Written request >> Which lines in the data below contain the word "sandy"? Report each of them in full.

......

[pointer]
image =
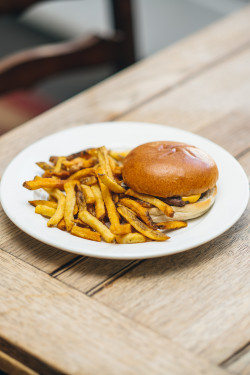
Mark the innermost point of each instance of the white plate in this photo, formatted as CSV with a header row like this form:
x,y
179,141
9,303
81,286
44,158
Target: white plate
x,y
230,203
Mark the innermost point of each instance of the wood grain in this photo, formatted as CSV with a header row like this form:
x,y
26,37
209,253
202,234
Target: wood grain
x,y
18,243
209,98
138,84
194,298
240,364
10,366
68,332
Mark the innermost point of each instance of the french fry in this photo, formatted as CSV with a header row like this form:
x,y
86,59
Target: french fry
x,y
130,238
86,233
62,225
82,173
91,180
59,213
70,202
43,203
109,182
103,158
140,226
113,215
79,163
45,210
58,165
165,208
170,225
140,211
45,183
88,194
99,203
96,224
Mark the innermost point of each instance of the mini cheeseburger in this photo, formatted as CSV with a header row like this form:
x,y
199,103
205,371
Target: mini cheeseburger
x,y
181,175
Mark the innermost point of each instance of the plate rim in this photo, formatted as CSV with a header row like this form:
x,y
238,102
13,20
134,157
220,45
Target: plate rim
x,y
103,255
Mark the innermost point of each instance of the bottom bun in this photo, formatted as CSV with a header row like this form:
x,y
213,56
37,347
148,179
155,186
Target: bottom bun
x,y
189,211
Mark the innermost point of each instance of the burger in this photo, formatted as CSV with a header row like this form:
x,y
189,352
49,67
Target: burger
x,y
181,175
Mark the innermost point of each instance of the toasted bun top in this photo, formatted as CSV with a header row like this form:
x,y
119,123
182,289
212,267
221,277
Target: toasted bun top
x,y
165,169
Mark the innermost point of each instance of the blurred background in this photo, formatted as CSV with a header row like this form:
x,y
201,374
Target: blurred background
x,y
156,24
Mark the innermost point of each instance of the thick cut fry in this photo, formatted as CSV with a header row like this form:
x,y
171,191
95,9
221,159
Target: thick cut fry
x,y
44,183
165,208
62,225
109,182
86,233
70,201
119,156
82,173
92,180
113,215
140,226
96,224
58,165
43,203
45,166
140,211
88,194
104,161
169,225
99,203
130,238
45,210
58,215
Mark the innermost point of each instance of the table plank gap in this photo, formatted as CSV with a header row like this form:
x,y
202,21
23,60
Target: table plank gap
x,y
236,355
66,329
66,266
107,283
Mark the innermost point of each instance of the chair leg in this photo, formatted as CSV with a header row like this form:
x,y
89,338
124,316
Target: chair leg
x,y
123,21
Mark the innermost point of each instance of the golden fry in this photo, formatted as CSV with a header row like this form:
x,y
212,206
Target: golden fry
x,y
86,233
45,183
109,182
58,165
88,194
170,225
40,202
140,211
62,225
45,210
70,202
58,215
140,226
88,180
113,215
130,238
96,224
82,173
99,203
165,208
103,158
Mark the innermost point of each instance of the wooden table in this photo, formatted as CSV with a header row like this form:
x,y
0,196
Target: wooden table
x,y
182,314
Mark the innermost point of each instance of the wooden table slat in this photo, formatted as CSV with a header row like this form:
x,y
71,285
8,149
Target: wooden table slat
x,y
69,332
138,84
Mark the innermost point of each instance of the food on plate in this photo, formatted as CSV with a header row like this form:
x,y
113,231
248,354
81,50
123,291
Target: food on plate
x,y
181,176
126,197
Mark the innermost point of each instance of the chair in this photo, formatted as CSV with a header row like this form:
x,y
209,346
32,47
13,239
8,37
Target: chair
x,y
24,69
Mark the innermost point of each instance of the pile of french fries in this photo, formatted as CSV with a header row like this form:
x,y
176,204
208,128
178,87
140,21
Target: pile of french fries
x,y
87,198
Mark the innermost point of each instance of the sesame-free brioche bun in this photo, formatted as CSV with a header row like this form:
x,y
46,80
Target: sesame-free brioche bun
x,y
165,169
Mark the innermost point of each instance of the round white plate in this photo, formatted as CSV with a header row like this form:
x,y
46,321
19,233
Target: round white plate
x,y
230,203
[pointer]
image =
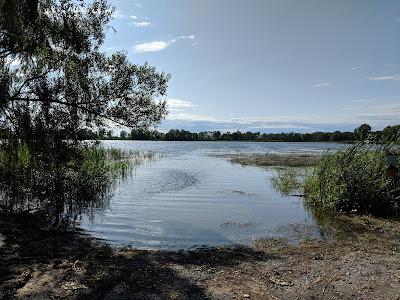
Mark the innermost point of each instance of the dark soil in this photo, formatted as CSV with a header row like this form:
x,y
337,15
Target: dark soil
x,y
38,263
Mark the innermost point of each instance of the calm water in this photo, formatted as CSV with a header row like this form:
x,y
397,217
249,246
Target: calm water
x,y
186,198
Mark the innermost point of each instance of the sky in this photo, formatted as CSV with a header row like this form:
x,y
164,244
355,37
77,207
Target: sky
x,y
268,65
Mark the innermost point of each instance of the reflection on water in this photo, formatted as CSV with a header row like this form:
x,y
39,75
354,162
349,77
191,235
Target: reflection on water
x,y
187,198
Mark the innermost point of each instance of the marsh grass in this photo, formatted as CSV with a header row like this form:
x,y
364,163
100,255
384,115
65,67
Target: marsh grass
x,y
288,180
61,187
355,180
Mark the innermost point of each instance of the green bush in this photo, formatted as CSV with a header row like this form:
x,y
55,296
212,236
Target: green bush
x,y
354,179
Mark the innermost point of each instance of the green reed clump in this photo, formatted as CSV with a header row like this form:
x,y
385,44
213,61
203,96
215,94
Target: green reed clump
x,y
288,180
354,179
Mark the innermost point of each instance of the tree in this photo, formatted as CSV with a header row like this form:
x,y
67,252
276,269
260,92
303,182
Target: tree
x,y
362,132
53,76
123,134
55,84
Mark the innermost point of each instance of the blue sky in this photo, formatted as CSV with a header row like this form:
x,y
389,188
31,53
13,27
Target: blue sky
x,y
268,65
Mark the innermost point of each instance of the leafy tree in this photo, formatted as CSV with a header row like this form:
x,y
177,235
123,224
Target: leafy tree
x,y
123,134
56,85
54,77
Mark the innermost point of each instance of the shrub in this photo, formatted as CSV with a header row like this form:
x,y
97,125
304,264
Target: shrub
x,y
354,179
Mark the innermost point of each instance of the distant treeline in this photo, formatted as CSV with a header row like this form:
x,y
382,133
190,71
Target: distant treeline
x,y
362,132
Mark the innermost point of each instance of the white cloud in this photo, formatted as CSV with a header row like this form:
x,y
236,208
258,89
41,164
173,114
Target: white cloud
x,y
159,45
178,103
322,84
141,24
151,47
382,78
360,101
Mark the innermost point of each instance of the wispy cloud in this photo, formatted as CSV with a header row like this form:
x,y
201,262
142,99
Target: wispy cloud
x,y
360,101
322,84
159,45
383,78
142,24
151,47
178,103
378,116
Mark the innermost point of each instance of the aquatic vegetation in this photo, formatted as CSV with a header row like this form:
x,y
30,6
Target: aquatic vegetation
x,y
288,180
355,180
61,188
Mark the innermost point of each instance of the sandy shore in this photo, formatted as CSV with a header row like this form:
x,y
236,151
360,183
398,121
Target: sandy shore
x,y
36,263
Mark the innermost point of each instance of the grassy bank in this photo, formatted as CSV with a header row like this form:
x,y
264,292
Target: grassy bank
x,y
61,183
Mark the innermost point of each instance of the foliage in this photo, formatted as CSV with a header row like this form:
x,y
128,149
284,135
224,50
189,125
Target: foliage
x,y
288,180
362,132
355,179
56,85
54,78
387,134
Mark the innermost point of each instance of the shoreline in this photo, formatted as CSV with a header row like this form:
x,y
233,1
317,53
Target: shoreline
x,y
48,264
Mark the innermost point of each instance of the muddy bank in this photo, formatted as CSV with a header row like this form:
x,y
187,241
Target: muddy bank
x,y
36,263
269,159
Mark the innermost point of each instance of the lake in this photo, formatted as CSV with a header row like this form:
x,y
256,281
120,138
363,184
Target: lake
x,y
185,198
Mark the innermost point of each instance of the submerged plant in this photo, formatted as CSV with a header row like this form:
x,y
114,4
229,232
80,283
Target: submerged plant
x,y
60,188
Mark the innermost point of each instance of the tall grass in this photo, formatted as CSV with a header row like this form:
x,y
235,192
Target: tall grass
x,y
354,180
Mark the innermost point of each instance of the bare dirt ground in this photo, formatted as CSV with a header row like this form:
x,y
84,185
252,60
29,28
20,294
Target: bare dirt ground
x,y
362,263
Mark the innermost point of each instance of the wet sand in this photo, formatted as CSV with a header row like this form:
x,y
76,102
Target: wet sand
x,y
363,263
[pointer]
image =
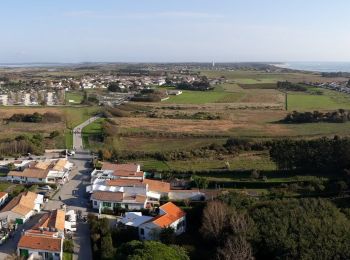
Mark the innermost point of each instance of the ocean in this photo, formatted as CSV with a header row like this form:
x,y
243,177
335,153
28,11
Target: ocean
x,y
317,66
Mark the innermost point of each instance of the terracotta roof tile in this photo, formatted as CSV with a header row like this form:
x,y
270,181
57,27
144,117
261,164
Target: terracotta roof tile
x,y
129,167
41,243
172,213
30,173
107,196
3,194
55,219
60,164
125,183
157,186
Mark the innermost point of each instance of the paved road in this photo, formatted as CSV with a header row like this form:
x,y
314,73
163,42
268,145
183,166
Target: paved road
x,y
77,133
73,195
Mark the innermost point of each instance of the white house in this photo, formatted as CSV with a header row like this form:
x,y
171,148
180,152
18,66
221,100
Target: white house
x,y
3,197
110,200
3,100
40,246
51,171
22,207
169,216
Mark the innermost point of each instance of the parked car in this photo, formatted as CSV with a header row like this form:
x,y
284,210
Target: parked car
x,y
46,187
70,153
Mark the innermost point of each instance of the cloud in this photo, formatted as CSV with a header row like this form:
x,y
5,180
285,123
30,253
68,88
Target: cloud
x,y
172,14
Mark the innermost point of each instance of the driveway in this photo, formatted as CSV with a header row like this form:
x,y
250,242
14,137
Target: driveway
x,y
73,195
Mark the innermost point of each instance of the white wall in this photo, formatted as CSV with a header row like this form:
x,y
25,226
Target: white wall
x,y
132,206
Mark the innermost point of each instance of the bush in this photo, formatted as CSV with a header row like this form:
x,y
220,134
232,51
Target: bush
x,y
68,246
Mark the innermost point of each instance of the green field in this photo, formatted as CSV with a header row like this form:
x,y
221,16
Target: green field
x,y
246,161
76,97
67,256
74,117
200,97
93,129
329,100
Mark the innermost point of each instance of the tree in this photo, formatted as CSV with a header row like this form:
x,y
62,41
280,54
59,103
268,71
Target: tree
x,y
219,221
150,250
54,134
236,248
200,182
167,235
68,246
300,229
11,166
107,249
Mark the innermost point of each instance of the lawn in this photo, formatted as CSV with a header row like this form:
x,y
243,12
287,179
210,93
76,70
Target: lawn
x,y
67,256
91,130
153,144
74,117
202,97
4,185
74,97
244,161
307,102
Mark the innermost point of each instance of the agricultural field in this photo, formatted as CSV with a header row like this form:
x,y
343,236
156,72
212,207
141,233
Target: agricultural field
x,y
71,117
256,77
199,97
74,97
330,100
91,132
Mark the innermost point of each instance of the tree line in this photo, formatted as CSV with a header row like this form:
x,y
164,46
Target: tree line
x,y
339,116
286,85
322,155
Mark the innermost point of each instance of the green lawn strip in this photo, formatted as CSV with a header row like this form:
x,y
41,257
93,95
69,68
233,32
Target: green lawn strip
x,y
67,256
154,144
69,139
76,97
5,185
330,100
93,129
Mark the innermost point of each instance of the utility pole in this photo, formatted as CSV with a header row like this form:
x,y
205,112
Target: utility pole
x,y
286,100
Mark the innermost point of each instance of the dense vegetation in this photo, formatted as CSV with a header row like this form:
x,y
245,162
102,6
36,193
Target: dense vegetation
x,y
326,155
108,244
286,85
47,117
340,116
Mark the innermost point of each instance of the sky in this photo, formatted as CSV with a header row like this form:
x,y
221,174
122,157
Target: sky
x,y
174,30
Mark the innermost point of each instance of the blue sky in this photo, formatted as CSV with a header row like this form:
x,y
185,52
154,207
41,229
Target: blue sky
x,y
167,30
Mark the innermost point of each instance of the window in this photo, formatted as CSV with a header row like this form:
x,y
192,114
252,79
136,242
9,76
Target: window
x,y
107,204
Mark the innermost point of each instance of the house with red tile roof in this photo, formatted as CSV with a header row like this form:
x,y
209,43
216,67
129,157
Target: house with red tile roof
x,y
169,215
3,197
110,200
22,207
40,245
45,239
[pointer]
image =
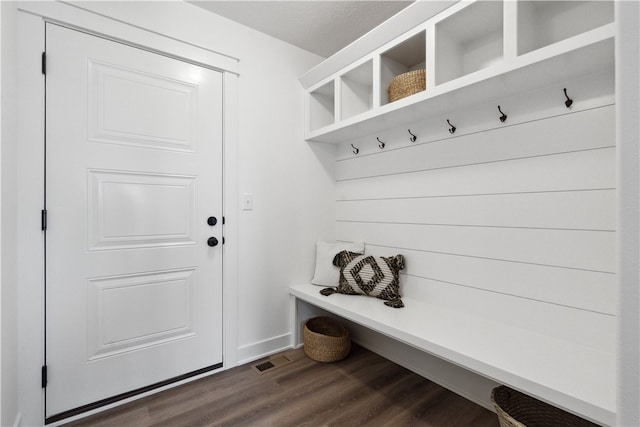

......

Task solution >>
Mark the innermost point of each instance of the sandy shore in this photo, formatted as CSV with a header row like this form:
Target: sandy shore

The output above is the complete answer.